Data extracted from a collection

** Start **

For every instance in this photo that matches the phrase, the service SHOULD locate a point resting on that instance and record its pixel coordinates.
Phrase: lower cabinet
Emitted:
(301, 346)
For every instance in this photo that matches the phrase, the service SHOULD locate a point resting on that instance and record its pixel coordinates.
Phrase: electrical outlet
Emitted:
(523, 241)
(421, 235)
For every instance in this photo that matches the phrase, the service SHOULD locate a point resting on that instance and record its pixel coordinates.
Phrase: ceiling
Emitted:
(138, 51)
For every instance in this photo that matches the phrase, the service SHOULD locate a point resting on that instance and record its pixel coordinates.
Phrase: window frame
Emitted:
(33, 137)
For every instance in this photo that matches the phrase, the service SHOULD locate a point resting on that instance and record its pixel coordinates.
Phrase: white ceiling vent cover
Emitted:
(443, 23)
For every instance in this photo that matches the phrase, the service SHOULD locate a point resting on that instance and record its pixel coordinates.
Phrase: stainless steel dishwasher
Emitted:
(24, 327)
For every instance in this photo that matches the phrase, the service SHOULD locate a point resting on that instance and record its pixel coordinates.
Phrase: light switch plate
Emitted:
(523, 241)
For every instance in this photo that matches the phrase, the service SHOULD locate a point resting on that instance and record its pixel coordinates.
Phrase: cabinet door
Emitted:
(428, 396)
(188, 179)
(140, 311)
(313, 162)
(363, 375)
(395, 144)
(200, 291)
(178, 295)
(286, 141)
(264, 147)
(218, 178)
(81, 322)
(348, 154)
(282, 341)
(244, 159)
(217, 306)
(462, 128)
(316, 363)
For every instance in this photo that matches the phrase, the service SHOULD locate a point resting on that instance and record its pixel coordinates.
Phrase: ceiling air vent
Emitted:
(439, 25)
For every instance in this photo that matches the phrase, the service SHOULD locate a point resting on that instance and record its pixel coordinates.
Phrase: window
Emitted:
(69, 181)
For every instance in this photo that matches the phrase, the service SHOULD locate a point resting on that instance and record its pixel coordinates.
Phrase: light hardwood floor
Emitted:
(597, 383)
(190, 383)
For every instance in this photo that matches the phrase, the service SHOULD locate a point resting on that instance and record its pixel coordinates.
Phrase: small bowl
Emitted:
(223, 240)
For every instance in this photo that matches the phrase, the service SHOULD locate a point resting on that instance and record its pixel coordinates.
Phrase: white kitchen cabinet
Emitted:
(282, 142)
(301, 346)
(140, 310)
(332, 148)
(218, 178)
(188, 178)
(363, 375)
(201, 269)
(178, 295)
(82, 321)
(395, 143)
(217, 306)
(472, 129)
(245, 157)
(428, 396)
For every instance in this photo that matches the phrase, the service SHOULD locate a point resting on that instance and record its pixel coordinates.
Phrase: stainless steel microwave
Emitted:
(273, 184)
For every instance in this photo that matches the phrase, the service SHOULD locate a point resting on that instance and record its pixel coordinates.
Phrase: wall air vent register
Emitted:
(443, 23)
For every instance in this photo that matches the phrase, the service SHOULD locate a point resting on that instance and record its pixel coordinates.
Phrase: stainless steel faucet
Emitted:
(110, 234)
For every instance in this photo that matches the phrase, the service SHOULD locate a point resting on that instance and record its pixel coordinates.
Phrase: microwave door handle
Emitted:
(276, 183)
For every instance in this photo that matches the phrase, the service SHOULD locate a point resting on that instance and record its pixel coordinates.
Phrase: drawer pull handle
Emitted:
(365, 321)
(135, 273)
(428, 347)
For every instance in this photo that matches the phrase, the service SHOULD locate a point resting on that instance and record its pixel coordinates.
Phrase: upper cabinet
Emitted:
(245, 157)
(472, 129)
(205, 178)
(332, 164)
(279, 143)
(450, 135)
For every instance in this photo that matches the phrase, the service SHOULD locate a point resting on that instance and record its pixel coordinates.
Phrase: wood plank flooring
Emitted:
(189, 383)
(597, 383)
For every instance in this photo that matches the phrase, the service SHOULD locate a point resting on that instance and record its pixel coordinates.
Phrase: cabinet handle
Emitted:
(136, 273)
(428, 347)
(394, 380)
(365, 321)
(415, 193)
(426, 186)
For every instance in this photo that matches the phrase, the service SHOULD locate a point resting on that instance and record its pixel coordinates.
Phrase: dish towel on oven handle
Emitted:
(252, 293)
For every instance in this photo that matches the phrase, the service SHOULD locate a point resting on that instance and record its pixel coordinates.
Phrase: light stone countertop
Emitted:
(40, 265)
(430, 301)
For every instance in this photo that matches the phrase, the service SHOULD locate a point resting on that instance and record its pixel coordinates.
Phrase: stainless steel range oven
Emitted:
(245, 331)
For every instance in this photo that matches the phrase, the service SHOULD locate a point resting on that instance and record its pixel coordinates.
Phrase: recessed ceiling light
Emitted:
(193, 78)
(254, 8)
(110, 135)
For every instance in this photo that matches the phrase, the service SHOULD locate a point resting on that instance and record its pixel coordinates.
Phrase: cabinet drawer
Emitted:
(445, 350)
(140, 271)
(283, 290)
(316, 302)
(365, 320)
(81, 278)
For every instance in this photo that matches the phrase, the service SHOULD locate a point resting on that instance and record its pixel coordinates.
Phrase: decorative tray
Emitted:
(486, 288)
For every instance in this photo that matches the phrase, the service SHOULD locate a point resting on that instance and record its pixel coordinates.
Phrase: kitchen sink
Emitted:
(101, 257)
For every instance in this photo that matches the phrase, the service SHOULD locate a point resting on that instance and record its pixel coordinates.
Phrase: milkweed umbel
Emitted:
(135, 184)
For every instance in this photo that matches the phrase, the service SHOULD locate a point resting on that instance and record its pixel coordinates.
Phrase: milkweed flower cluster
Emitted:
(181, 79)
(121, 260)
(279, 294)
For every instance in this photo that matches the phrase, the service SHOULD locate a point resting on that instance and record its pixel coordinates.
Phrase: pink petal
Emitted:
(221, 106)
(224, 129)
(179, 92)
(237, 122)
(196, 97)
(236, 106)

** End **

» Set problem
Print the entries exactly. Include every one.

» Full response
For every instance in this photo that matches the phrase, the service SHOULD locate a point resting on that instance and record its pixel coordinates.
Phrase: lower cabinet
Emitted:
(301, 346)
For every instance in this photo that matches the phrase, the service SHOULD locate a point resting on that instance and record its pixel coordinates.
Phrase: electrical outlet
Emitted:
(523, 241)
(421, 235)
For every instance in this photo that matches the phrase, the service SHOULD locate a point resting on that instance and record its pixel coordinates.
Phrase: ceiling
Emitted:
(138, 51)
For every instance in this photo that matches the phrase, the service SHOULD locate a point resting on that instance and record its pixel coordinates.
Phrase: window frame
Emitted:
(33, 137)
For every instance in this photo that matches the phrase, the service SHOULD locate a point resting on that instance and record its pixel coordinates.
Phrase: white ceiling vent cover
Emitted:
(443, 23)
For every instance in this photo that matches the phrase, the service SHOULD locate a point resting on that instance and record its pixel coordinates.
Phrase: stainless steel dishwasher
Emitted:
(24, 327)
For every instance in this photo that matches the phrase, the service SHOULD locate a point resting on that instance and record its pixel coordinates.
Phrase: light switch plate
Emitted:
(523, 241)
For every instance in this photo that matches the phrase, the service SHOULD locate a point resting on that instance and record its pixel coordinates.
Phrase: cabinet door
Emitted:
(428, 396)
(188, 179)
(140, 311)
(313, 162)
(363, 375)
(395, 144)
(200, 291)
(178, 295)
(286, 141)
(264, 147)
(218, 178)
(81, 322)
(348, 154)
(282, 341)
(244, 159)
(217, 306)
(462, 128)
(316, 363)
For every instance in this photo that matches the phrase, the service SHOULD locate a point resting on that instance and record its pixel coordinates.
Phrase: ceiling air vent
Emitted:
(439, 25)
For every instance in this photo that matches the phrase, the service SHOULD locate a point resting on that instance and record its pixel coordinates.
Phrase: window
Emitted:
(69, 181)
For every instance in this photo that matches the phrase, the service SHOULD locate a point resting on that instance and record its pixel coordinates.
Phrase: light hardwood floor
Emitted:
(597, 383)
(190, 383)
For every instance in this photo that matches the phrase, the service SHOULD locate a point resting on that instance and record its pixel coordinates.
Phrase: small bowl
Emitted:
(223, 240)
For every instance in this photo that matches the phrase, the service SHOULD locate a point resting on that instance and record its pixel coordinates.
Phrase: white kitchen cabinet
Emitted:
(282, 142)
(301, 346)
(140, 310)
(332, 148)
(218, 178)
(188, 178)
(363, 375)
(201, 269)
(178, 295)
(82, 321)
(395, 143)
(217, 306)
(472, 129)
(245, 157)
(428, 396)
For every instance in this photo that matches the phrase, the service SHOULD locate a point resting on that instance and record its pixel coordinates.
Phrase: stainless steel microwave
Emitted:
(273, 184)
For every instance in this photo that matches the phrase, the service SHOULD locate a point resting on that instance and record its pixel coordinates.
Phrase: wall air vent register
Emitted:
(443, 23)
For every instance in this photo that matches the phrase, the service SHOULD locate a point resting on that instance and record its pixel coordinates.
Phrase: stainless steel faucet
Emitted:
(110, 234)
For every instance in this photo that matches the phrase, the service SHOULD locate a point resting on that instance and record its pixel coordinates.
Phrase: microwave door handle
Emitted:
(276, 183)
For every instance in this photo that matches the phrase, the service SHOULD locate a point resting on that instance and record its pixel coordinates.
Phrase: drawer pull handle
Emitted:
(365, 321)
(135, 273)
(428, 347)
For every instance in this photo that matches the phrase, the service SHOULD locate a point resting on that instance and record its pixel coordinates.
Phrase: upper cabinet
Emitted:
(245, 157)
(472, 129)
(205, 178)
(332, 164)
(279, 143)
(450, 135)
For every instance in this photo that matches the phrase, the service SHOULD locate a point resting on that instance and record its pixel coordinates.
Phrase: wood plank flooring
Emitted:
(189, 383)
(597, 383)
For every instance in this photo that matches the phrase, the service SHOULD locate a point resting on that instance and record its pixel coordinates.
Phrase: cabinet handle
Emitted:
(136, 273)
(428, 347)
(394, 380)
(365, 321)
(415, 193)
(426, 186)
For every instance in this photo that matches the phrase, the service SHOULD locate a point resting on that instance and record its pixel coordinates.
Phrase: dish towel on oven handle
Emitted:
(252, 293)
For every instance in this photo that matches the phrase, the service SHOULD locate a point resting on that instance and record its pixel coordinates.
Phrase: light stone countertop
Emitted:
(40, 265)
(430, 301)
For every instance in this photo that matches the phrase, the service SHOULD locate a point resting on that instance and record its pixel coordinates.
Phrase: stainless steel range oven
Emitted:
(245, 331)
For every instance in this photo that matches the phrase, the service SHOULD locate a point resting on that instance and record its pixel coordinates.
Phrase: recessed ceiling light
Emitted:
(193, 78)
(254, 8)
(110, 135)
For every instance in this photo that matches the phrase, the service SHOULD locate a point resting on that instance and record its pixel coordinates.
Phrase: cabinet drawer
Emitted:
(445, 350)
(140, 271)
(283, 290)
(316, 302)
(365, 320)
(81, 278)
For every instance in this photo that matches the phrase, the service SHOULD locate a point resting on that instance and record its pixel coordinates.
Phrase: decorative tray
Emitted:
(486, 288)
For every instance in this photo that matches the phrase, the service SHOULD locate a point resting on that instance and record its pixel coordinates.
Phrase: kitchen sink
Emitted:
(101, 257)
For every instance in this photo that matches the phrase, the service SHOULD locate a point resting on that instance and record its pixel coordinates.
Phrase: milkweed umbel
Emitted:
(135, 184)
For every instance in this photo that matches the phrase, the service SHOULD locate a point resting on that instance and record its pixel coordinates.
Phrase: milkweed flower cluster
Emitted:
(181, 79)
(121, 260)
(279, 294)
For every instance in this photo that matches the phrase, the service SHOULD locate a point resting on that instance and record its pixel coordinates.
Phrase: pink petal
Emitted:
(221, 106)
(224, 129)
(179, 92)
(237, 122)
(196, 97)
(236, 106)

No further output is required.